Re: Recommendations for ASF SA Implementation

Posted by Axb <ax...@gmail.com>.
On 03/17/2015 10:16 PM, Kevin A. McGrail wrote:
> Hello All,
>
> I am working on recommendations for the ASF to modernize the
> installation of SA for the foundation.
>
> We have some givens:
>
> Using Ubuntu
> Using Postfix
> Need to stick with maintainable packages
> Likely needs to stay away from lots of tweaks and heavy customization
> such as using MIMEDefang (unfortunate).

Although I'd suggest Fuglu, the obvious choice should probably be 
amavisd-new considering Mark is also highly involved in SA dev work.

It's also distributed by Ubuntu so it would be one package less to 
mantain outside the distro. We'd get the best of both worlds.

Axb


Re: Recommendations for ASF SA Implementation

Posted by Mark Martinec <Ma...@ijs.si>.
2015-03-17 22:16, Kevin A. McGrail wrote:

> I am working on recommendations for the ASF to modernize the
> installation of SA for the foundation.
> 
> We have some givens:
> 
> Using Ubuntu
> Using Postfix
> Need to stick with maintainable packages
> Likely needs to stay away from lots of tweaks and heavy customization
> such as using MIMEDefang (unfortunate).
> 
> So I'd like any input you might have, on or off list.


Axb wrote:
| Although I'd suggest Fuglu, the obvious choice should probably be 
amavisd-new
| considering Mark is also highly involved in SA dev work.
| It's also distributed by Ubuntu so it would be one package less to 
maintain
| outside the distro. We'd get the best of both worlds.
| Axb

Thanks, Amavis would be my choice too :)))


back to Kevin:
> Here's some questions I believe will help guide things:
> 
> Q1 - What is the best glue for SA for Postfix that does the following:
> 
> - uses spamc calls so that spamd's can be distributed and load 
> balanced?

**Given information**

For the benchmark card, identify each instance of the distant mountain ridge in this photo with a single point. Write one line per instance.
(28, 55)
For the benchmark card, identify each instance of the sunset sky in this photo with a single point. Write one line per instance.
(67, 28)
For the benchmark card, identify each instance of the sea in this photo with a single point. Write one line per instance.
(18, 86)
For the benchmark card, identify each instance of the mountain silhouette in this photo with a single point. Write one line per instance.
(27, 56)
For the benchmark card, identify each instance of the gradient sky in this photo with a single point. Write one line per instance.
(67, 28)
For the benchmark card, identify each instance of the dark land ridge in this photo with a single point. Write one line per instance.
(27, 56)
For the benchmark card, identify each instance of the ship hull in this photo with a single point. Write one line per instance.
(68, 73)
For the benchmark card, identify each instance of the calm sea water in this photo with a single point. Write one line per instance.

==

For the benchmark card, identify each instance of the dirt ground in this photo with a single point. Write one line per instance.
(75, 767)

**What you will do**
1. In the ASF SA thread, which mail server is listed among the givens for the installation?
2. Print the section of the ASF SA thread that opens with the words containing "2015-03-17 22:16, Kevin" and closes with "or off list.".
3. Carry on the ASF SA thread from its last line.

**Exercise answers**
1. Postfix

2.
2015-03-17 22:16, Kevin A. McGrail wrote:

> I am working on recommendations for the ASF to modernize the
> installation of SA for the foundation.
> 
> We have some givens:
> 
> Using Ubuntu
> Using Postfix
> Need to stick with maintainable packages
> Likely needs to stay away from lots of tweaks and heavy customization
> such as using MIMEDefang (unfortunate).
> 
> So I'd like any input you might have, on or off list.

3.
Amavis uses a standard protocol SMTP for communication with an MTA
instead of the proprietary spamc/spamd protocol. Other than that,
interfacing to the SpamAssassin is pretty much the same as in spamd,
i.e. uses pre-forked set of processes which use the SpamAssassin 
library.
For this reason the performance is pretty much the same - the bottleneck
is processing rules in the SpamAssassin.

> can be distributed and load balanced?

Yes, can be distributed and load balanced. Two approaches are most
apparent:
- the classical approach is to run multiple postfix+amavis
combos on several hosts, and let MX dns record distribute the load
across them. If a single IP address is desired, an SMTP proxy (such
as nginx) can do the task of load sharing in front of Postfix.
- if a single MTA is preferred with multiple content filters on
multiple hosts, then traffic from Postfix to amavisd instances
can be spread using HAProxy (or some other load balancer).

Note that it is beneficial to feed outgoing mail through amavis too
for the following reasons:
- the PenPals feature keeps track of ongoing conversations and
contributes negative score points to such, preventing some false
positives on marginal mail content (a requirement is a common
database for all amavis instances, preferably redis, possibly SQL);
- when SpamAssassin autolearning is enabled, outgoing mail
contributes its valuable share of ham samples;
- when an internal machine or a user mail account gets compromised
and starts spewing malware or spam, it will get blocked and detected.
- not to forget: to DKIM-sign outbound mail it needs to pass
through a signer. Amavisd can do DKIM signing (and verification).


> - can implement clamav before SA call

Yes.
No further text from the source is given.